#### Fragmento del texto ####

La Vejez

Un texto visionario

La Vejez *

Por Simone DE BEAUVOIR

Parte I

Romper la conspiración del silencio

Cuando Buda era todavía el príncipe Sidarta, encerrado por su padre en un magnífico palacio, se escapó varias veces para pasearse en coche por los alrededores. En su primera salida encontró a un hombre achacoso, desdentado, todo lleno de arrugas, canoso, encorvado, apoyado en un bastón, balbuceante y tembloroso. Ante su asombro, el cochero le explicó lo que es un viejo: “Qué desgracia, exclamó el príncipe, que los seres débiles e ignorantes, embriagados por el orgullo propio de la juventud, no vean la vejez. Volvamos rápido a casa. De qué sirven los juegos y las alegrías si soy la morada de la futura vejez.”

Buda reconoció en un anciano su propio destino porque, nacido para salvar a los hombres, quiso asumir su condición total. En eso se diferenciaba de ellos, que eluden los aspectos que les desagradan. Y en particular la vejez. Norteamérica ha tachado de su vocabulario la palabra muerte: se habla del ser querido que se fue; asimismo evita toda referencia a la edad avanzada. En Francia, actualmente, es también un tema prohibido. Cuando al final de La fuerza de las cosas infringí ese tabú, ¡qué indignación provoqué! Admitir que yo estaba en el umbral de la vejez era decir que la vejez acechaba a todas las mujeres, que ya se había apoderado de muchas. ¡Con amabilidad o con cólera mucha gente, sobre todo gente de edad, me repitió abundantemente que la vejez no existe! Hay gente menos joven que otra, eso es todo. Para la sociedad, la vejez parece una especie de secreto vergonzoso del cual es indecente hablar. Sobre la mujer, el niño, el adolescente en todos los sectores una abundante literatura; fuera de las obras especializadas, las alusiones a la vejez son muy raras. Un autor de historietas cómicas tuvo que rehacer toda una serie porque había incluido entre sus personajes a una pareja de abuelos: “Suprima a los viejos”, le ordenaron.[1] Cuando explico que estoy trabajando en un ensayo sobre la vejez, las más de las veces me dicen: “¡Qué idea…! ¡Si usted no es vieja…! Qué tema triste…”

Justamente por eso escribo este libro: para romper la conspiración del silencio. La sociedad de consumo, observa Marcuse, ha sustituido la conciencia desdichada por una conciencia feliz y reprueba todo sentimiento de culpa. Hay que perturbar su tranquilidad. Con respecto a las personas de edad, es no sólo culpable sino criminal. Escudada en los mitos de la expansión y la abundancia, trata a los ancianos como parias. En Francia, donde la proporción de viejos es la más alta del mundo –el 12% de la población tiene más de 65 años- están condenados a la miseria, a la soledad, a la invalidez, a la desesperación. En los Estados Unidos su suerte no es más afortunada. Para conciliar esta barbarie con la moral humanista que profesa, la clase dominante toma el partido cómodo de no considerarlos como personas; si se escuchara su voz habría que reconocer que es una voz humana; yo obligaré a mis lectores a escucharla. Describiré la situación que se les presenta y la manera en que la viven; diré lo que –desnaturalizado por las mentiras, los mitos, los estereotipos de la cultura burguesa- pasa realmente en sus cabezas y en sus corazones.

#### Registros proporcionados ####

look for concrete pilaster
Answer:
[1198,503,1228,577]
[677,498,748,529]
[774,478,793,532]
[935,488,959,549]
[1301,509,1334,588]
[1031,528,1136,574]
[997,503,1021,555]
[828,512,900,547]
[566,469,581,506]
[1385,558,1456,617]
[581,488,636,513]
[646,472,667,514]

####

**Tareas a realizar**
A - Resume en menos palabras el párrafo del texto sobre la vejez que empieza con "Cuando Buda era todavía el príncipe Sidarta", sin perder sus hechos principales.
B - Escribe la continuación del texto sobre la vejez a partir de su última oración.

**Resultados por tarea**
A - Siendo aún el príncipe Sidarta, Buda vivía encerrado por su padre en un palacio magnífico, del que escapó varias veces para pasear en coche por los alrededores. En la primera salida vio a un hombre achacoso, desdentado, arrugado, canoso, encorvado, con bastón, balbuceante y tembloroso. El cochero le explicó lo que es un viejo. El príncipe lamentó que los débiles e ignorantes, embriagados por el orgullo de la juventud, no vean la vejez, y pidió volver a casa, pues de nada le servían los juegos y las alegrías si él era la morada de la futura vejez.

B -
La actitud de la sociedad con respecto a ellos es por lo demás de una profunda duplicidad. En general no considera a la vejez como una clase de edad definida. La crisis de la pubertad permite trazar entre el adolescente y el adulto una línea de demarcación que no es arbitraria sino dentro de límites estrechos: a los 18, a los 21 años, los jóvenes son admitidos a la sociedad de los hombres. Casi siempre esta promoción va acompañada de “ritos de pasaje”. El momento en que comienza la vejez está mal definido, varía según las épocas y los lugares. En ninguna parte se encuentran “ritos de pasaje” que establezcan un nuevo estatuto.[2] En política, el individuo conserva toda su vida los mismos derechos y los mismos deberes. El código civil no establece ninguna distinción entre un centenario y un cuadragenario. Los juristas consideran que fuera de los casos patológicos la responsabilidad penal de los hombres de edad es tan cabal como la de los jóvenes. [3]

Una especie extraña, sin  necesidades ni sentimientos

Prácticamente no se los considera una categoría aparte y por lo demás ellos no lo querrían; existen libros, publicaciones, espectáculos, emisiones de televisión y de radio destinadas a los niños y a los adolescentes: a los viejos, no.[4] En todos estos planos se los asimila a los adultos más jóvenes. Sin embargo, cuando se decide su condición económica parece considerarse que pertenecen a una especie extraña; no tienen ni las mismas necesidades ni los mismos sentimientos que los otros hombres puesto que basta acordarles una miserable limosna para sentirse en paz con ellos. Esta ilusión cómoda es acreditada por los economistas, por los legisladores cuando lamentan el peso que los no-activos representan para los activos, como si éstos no fueran futuros no activos y no aseguraran su propio futuro instituyendo la protección de las gentes de edad. Los sindicalistas no se equivocan; cuando formulan reivindicaciones siempre atribuyen una parte importante al problema de la jubilación.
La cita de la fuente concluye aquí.